__OBJECTIVE__.
Your task is to extract the lines from the one holding "Find the wooden plank" through the end of the material. Set them down exactly and add nothing.
* * * * * * *
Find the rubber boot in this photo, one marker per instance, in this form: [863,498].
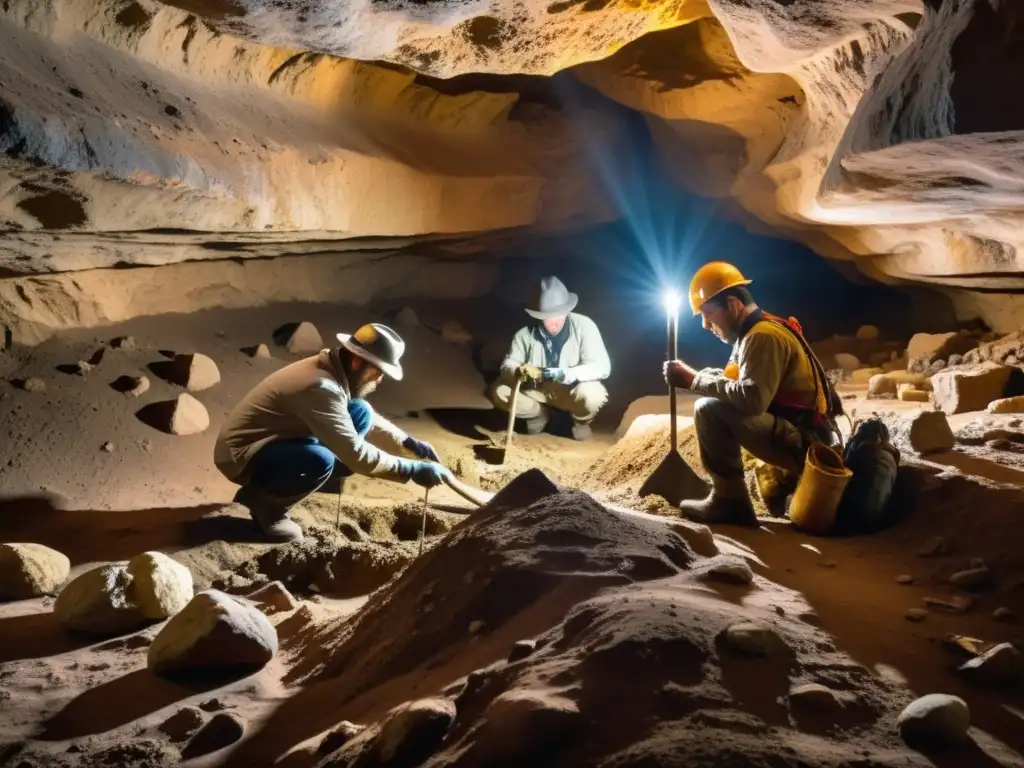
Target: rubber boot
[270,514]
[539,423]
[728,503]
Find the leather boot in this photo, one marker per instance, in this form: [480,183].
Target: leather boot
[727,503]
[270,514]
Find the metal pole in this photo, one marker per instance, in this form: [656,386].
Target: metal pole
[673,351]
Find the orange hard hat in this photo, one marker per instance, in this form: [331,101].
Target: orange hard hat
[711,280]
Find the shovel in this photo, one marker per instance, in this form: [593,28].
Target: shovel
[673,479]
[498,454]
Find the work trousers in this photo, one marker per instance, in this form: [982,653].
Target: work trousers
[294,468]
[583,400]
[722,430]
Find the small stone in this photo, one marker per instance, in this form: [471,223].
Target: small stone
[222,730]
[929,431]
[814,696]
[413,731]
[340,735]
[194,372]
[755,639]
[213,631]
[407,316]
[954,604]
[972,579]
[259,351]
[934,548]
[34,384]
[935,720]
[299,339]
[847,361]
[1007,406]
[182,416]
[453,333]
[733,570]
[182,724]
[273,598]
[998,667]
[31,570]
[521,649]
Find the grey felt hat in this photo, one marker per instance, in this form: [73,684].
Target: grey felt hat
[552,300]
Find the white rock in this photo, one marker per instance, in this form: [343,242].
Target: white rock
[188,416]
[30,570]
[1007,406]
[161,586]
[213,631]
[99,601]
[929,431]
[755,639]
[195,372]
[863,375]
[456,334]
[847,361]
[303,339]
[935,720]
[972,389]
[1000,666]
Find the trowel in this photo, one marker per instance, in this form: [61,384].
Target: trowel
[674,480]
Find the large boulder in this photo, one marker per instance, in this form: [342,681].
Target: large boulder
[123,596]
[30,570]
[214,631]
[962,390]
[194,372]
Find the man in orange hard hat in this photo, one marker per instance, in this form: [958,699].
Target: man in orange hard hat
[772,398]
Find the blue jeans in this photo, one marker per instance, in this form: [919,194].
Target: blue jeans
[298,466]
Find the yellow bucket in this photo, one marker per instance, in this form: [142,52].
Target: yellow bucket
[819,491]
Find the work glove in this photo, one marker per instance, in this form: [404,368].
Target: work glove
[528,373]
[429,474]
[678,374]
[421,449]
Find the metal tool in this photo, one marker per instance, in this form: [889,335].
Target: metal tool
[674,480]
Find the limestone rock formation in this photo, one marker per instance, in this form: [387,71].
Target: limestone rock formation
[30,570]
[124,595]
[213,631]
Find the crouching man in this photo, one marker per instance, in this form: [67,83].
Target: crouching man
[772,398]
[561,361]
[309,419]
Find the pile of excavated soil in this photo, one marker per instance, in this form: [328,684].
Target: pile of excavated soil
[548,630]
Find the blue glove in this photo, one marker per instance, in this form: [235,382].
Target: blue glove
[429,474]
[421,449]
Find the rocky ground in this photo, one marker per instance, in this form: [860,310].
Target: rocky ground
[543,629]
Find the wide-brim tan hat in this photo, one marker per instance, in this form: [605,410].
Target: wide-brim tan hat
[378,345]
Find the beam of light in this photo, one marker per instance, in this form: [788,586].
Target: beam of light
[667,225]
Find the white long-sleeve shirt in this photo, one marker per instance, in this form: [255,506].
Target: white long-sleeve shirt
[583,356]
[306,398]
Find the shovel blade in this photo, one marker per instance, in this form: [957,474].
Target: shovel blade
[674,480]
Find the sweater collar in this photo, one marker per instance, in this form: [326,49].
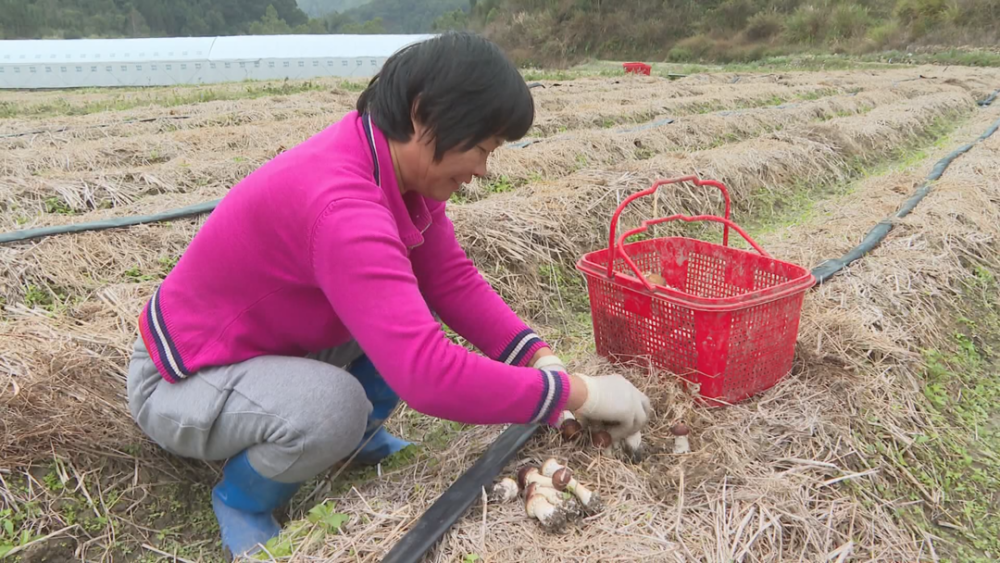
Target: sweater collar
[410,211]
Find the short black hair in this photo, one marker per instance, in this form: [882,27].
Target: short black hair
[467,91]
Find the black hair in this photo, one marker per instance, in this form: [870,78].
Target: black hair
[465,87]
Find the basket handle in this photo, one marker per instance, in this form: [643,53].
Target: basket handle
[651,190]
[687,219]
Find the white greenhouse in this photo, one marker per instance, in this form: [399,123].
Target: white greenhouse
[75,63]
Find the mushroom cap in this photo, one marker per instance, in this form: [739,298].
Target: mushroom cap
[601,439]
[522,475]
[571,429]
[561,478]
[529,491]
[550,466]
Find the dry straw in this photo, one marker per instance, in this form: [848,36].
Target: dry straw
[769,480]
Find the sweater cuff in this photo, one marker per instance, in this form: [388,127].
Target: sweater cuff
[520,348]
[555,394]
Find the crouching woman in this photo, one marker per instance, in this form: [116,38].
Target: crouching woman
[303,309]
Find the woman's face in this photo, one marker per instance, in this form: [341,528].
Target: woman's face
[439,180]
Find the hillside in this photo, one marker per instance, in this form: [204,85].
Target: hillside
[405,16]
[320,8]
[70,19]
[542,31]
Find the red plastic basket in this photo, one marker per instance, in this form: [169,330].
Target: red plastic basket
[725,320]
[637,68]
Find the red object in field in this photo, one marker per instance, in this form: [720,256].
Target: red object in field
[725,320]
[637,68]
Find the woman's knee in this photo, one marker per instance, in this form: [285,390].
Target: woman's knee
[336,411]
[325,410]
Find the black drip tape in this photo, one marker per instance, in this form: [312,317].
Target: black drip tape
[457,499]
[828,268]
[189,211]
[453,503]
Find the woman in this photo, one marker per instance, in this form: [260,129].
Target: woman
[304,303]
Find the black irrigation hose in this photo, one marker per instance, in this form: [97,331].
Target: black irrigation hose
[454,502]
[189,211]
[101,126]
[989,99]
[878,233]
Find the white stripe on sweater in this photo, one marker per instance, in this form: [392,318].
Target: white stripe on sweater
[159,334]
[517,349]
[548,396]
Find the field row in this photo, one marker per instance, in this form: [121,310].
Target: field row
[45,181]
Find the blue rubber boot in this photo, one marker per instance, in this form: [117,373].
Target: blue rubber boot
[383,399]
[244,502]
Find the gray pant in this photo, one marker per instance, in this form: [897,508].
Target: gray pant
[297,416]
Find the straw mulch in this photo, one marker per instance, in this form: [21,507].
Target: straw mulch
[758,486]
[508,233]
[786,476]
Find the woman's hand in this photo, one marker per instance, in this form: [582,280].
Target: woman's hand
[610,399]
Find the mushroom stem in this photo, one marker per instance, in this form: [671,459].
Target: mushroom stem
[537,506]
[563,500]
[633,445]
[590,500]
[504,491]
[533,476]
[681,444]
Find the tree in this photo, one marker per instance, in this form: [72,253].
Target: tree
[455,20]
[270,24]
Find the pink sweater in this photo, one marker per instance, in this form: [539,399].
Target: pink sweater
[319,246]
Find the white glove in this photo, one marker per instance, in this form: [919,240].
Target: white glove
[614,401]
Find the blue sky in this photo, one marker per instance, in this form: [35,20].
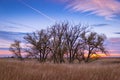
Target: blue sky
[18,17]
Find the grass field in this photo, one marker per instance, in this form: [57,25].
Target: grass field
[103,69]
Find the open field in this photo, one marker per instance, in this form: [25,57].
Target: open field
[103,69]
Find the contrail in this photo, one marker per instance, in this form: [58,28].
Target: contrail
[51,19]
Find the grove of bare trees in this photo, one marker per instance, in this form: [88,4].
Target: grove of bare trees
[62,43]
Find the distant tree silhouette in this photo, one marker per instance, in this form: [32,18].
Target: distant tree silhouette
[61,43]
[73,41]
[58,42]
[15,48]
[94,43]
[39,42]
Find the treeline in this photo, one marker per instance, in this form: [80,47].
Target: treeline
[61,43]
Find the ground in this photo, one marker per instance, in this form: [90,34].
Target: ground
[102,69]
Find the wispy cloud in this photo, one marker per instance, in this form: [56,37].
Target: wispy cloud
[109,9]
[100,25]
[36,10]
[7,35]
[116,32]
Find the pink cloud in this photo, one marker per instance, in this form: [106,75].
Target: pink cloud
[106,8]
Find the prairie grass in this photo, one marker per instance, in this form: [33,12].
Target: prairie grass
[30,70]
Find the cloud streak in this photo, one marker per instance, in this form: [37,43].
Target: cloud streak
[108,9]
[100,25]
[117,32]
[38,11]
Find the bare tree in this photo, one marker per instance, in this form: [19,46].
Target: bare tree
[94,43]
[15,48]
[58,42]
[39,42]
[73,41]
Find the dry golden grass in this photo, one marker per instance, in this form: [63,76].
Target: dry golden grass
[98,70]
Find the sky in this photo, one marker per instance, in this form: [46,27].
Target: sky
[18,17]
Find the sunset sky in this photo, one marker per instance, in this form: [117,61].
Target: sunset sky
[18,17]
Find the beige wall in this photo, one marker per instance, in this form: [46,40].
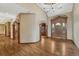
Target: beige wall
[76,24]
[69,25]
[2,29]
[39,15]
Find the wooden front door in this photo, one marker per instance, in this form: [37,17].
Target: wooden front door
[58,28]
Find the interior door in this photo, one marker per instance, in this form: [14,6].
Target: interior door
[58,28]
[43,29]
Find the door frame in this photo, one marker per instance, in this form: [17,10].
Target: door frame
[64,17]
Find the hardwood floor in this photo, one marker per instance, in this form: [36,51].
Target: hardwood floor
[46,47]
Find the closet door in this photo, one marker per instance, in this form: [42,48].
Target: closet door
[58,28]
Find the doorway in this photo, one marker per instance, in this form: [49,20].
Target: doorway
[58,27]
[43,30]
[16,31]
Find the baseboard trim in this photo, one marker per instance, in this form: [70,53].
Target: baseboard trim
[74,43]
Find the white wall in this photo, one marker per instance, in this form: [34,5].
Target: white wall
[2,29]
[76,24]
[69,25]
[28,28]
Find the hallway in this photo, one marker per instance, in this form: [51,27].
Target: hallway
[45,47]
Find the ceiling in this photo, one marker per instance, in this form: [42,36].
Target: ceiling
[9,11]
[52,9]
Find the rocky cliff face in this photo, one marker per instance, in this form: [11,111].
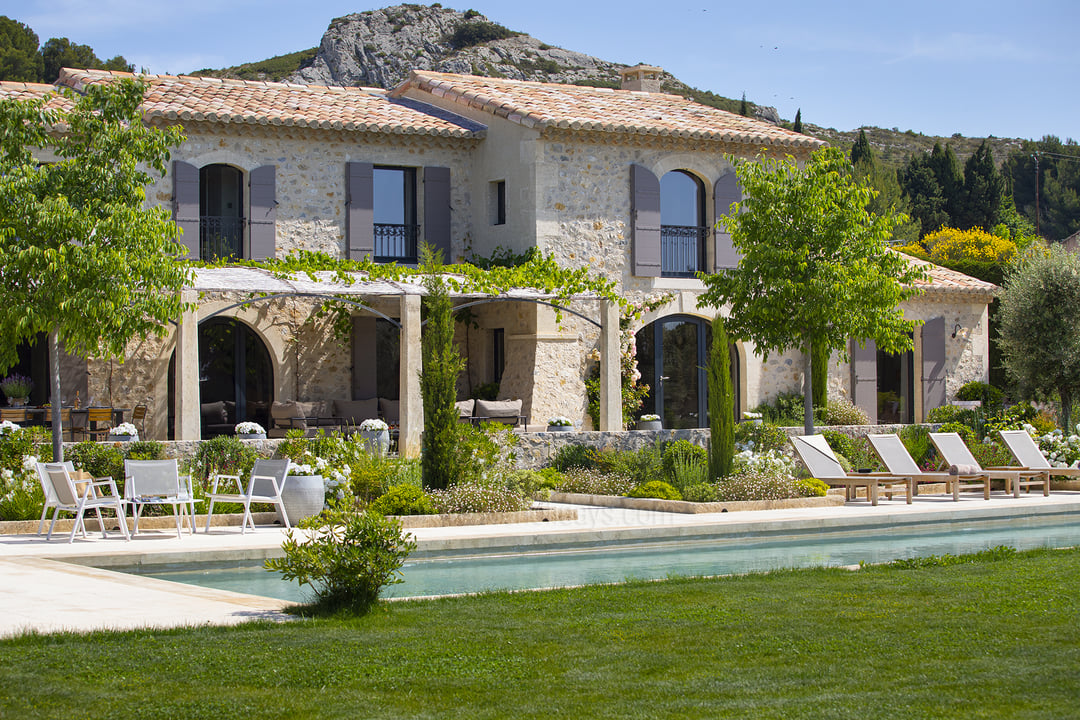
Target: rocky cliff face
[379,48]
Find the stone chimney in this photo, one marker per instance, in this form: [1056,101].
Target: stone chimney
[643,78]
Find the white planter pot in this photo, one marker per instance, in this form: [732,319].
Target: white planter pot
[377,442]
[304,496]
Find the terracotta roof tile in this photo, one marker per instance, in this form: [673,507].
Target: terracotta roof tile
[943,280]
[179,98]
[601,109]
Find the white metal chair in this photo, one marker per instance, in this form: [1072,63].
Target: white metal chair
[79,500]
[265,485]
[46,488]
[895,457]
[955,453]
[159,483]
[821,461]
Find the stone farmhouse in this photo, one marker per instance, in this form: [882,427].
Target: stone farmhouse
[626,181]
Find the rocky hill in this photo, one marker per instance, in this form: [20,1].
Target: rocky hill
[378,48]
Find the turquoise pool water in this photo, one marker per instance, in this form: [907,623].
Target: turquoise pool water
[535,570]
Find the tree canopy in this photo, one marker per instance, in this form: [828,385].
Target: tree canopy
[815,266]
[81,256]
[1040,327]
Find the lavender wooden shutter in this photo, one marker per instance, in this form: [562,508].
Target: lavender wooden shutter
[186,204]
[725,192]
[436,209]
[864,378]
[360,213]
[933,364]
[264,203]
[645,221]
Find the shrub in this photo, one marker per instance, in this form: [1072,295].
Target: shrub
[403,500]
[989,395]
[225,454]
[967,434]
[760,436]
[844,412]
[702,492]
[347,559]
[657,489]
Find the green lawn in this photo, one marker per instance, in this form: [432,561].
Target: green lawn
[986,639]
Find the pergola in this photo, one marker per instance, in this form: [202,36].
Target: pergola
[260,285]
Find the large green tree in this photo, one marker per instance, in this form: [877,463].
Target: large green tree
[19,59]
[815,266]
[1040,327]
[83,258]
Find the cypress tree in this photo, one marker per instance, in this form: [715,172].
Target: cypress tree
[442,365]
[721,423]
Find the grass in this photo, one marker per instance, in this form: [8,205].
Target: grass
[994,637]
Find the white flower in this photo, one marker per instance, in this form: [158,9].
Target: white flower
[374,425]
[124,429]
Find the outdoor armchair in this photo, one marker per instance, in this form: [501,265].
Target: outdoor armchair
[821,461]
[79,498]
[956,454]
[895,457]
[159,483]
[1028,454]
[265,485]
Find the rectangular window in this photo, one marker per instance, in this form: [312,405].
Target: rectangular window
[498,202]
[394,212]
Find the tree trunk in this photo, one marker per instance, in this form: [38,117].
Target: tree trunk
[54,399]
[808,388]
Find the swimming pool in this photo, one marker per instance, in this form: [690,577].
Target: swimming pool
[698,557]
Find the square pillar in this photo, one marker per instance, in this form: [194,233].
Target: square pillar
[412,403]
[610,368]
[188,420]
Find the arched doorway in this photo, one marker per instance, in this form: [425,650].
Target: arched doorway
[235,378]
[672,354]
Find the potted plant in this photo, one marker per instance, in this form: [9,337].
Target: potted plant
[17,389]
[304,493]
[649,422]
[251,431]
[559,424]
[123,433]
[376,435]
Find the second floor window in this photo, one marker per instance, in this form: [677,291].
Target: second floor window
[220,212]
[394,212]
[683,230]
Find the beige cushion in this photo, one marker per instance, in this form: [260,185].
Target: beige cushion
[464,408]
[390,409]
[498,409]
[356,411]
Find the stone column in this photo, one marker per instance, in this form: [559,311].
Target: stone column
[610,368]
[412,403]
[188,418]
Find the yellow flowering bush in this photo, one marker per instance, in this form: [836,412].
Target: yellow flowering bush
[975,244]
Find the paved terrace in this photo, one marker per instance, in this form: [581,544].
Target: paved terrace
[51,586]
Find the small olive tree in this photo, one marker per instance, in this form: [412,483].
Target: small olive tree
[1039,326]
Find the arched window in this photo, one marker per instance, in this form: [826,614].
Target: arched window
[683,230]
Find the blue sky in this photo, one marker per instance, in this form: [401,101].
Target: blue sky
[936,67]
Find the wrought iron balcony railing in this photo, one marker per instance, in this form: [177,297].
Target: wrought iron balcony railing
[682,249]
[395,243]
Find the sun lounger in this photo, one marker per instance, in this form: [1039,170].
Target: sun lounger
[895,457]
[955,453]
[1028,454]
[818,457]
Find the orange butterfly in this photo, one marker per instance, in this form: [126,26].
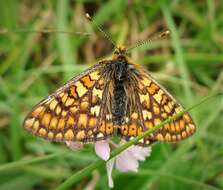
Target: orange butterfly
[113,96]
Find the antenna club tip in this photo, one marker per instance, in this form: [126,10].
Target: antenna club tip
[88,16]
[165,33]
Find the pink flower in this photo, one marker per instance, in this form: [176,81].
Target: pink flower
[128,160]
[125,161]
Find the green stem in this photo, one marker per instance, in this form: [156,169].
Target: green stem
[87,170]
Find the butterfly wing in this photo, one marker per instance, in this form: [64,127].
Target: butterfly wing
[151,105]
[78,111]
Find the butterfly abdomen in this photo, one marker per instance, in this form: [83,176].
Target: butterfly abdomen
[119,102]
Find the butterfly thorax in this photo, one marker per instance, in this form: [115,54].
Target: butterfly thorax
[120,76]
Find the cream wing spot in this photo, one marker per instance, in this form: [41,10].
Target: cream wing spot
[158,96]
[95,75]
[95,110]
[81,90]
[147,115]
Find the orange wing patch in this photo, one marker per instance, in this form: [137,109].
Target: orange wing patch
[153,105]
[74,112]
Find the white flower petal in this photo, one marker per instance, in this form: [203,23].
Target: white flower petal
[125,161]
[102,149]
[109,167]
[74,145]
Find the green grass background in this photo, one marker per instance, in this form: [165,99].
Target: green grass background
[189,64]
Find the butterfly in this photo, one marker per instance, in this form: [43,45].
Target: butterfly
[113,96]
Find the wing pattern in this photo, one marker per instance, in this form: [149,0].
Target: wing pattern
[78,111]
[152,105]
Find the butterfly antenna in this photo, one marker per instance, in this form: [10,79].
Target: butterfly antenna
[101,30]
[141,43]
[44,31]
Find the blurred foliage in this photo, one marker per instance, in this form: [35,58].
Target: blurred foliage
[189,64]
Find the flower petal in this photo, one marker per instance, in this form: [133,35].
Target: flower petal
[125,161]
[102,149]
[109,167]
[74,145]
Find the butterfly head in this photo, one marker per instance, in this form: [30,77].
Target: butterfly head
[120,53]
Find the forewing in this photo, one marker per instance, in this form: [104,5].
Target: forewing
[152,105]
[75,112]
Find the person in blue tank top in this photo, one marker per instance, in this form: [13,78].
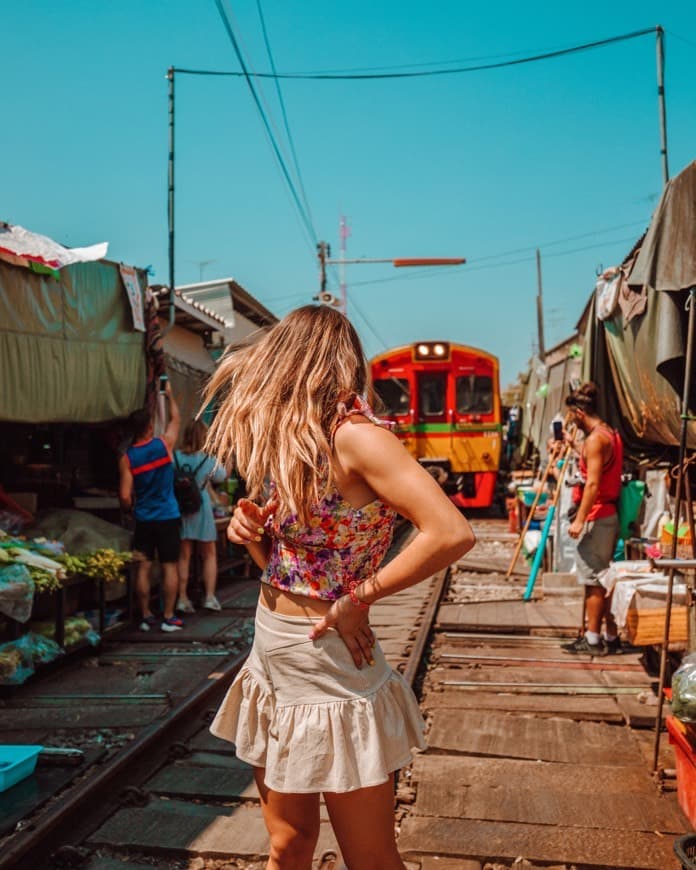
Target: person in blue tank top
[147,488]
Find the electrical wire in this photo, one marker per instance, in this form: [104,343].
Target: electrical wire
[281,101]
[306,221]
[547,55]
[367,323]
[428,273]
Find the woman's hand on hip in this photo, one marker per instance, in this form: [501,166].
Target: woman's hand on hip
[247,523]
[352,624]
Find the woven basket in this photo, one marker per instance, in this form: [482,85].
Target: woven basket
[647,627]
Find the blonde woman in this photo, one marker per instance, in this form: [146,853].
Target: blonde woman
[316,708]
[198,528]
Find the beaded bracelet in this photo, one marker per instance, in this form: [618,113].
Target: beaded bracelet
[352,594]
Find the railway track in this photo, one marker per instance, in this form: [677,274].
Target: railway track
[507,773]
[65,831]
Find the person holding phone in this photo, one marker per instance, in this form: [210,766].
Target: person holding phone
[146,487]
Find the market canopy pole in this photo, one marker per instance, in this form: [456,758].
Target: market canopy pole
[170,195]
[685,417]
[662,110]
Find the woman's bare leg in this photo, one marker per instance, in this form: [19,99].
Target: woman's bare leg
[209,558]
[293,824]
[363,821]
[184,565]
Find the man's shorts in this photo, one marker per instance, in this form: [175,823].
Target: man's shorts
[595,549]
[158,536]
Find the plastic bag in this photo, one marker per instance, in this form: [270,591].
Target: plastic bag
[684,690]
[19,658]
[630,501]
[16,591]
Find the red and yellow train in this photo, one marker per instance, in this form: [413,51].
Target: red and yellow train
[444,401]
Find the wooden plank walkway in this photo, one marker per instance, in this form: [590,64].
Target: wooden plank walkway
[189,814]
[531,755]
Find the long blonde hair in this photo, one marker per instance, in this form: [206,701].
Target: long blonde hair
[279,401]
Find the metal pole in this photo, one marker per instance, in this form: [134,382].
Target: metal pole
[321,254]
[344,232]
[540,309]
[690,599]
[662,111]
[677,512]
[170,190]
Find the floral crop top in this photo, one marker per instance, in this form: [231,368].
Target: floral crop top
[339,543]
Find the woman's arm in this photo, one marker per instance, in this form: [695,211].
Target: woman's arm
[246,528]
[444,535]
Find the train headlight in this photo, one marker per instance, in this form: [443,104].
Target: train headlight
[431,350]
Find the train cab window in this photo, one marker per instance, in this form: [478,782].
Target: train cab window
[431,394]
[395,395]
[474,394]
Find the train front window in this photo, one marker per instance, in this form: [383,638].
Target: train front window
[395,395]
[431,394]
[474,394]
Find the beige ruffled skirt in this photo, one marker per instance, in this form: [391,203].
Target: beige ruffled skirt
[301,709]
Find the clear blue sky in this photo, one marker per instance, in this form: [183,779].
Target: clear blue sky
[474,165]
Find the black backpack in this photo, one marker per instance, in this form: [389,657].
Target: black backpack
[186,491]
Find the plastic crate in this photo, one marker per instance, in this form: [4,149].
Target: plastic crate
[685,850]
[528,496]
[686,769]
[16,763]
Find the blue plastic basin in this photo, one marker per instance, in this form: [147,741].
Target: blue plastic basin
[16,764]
* * * * * * *
__TASK RESULT__.
Find the wooden plank walkway in this photo, one marker per instance, in this form: [590,64].
Target: wooden plank walkway
[189,814]
[531,755]
Find the long blonde hair in this photo, one marker per instance, in this form: [206,701].
Target: long blonde hair
[279,401]
Find the metal pole in this photo, one marker per instance, in this form: [134,382].
Target: metal pole
[321,254]
[344,232]
[540,309]
[690,599]
[662,111]
[677,512]
[170,190]
Find the floral crop top in this photo, one marker per instance, in this form: [231,368].
Target: floral crop top
[339,543]
Find the woman's arm in this photo, one marker per instance, in this form: [695,211].
Target: woman's arm
[246,528]
[444,535]
Find the train headlight in this photo, one marker per instance, in this form: [443,104].
Target: train headlight
[431,350]
Find the train cab window in this photo, one marker per instance, in this form: [478,782].
Target: train cab window
[431,394]
[395,395]
[474,394]
Find the train front window in this photo, one marker per instance, in this form: [383,638].
Target: train front window
[395,395]
[431,394]
[474,394]
Find the beige ruffled skirt in this photo, one marker per instance, in this form: [391,203].
Target: beige ruffled skirt
[301,709]
Find the clear blue sky in this photo, one marker per instance, in this form: [183,779].
Target: clear blue sky
[474,165]
Find the black backpack in this photo, one marker per instance, in this form: [389,657].
Target: black backpack
[186,491]
Find the plastic crate in this photo, one marker per instance, in this form: [4,149].
Target: plastic crate
[685,850]
[528,496]
[686,769]
[16,763]
Find the blue plastic basin in this photo, one marker per instance, in this form: [147,741].
Target: blue plastic basin
[16,764]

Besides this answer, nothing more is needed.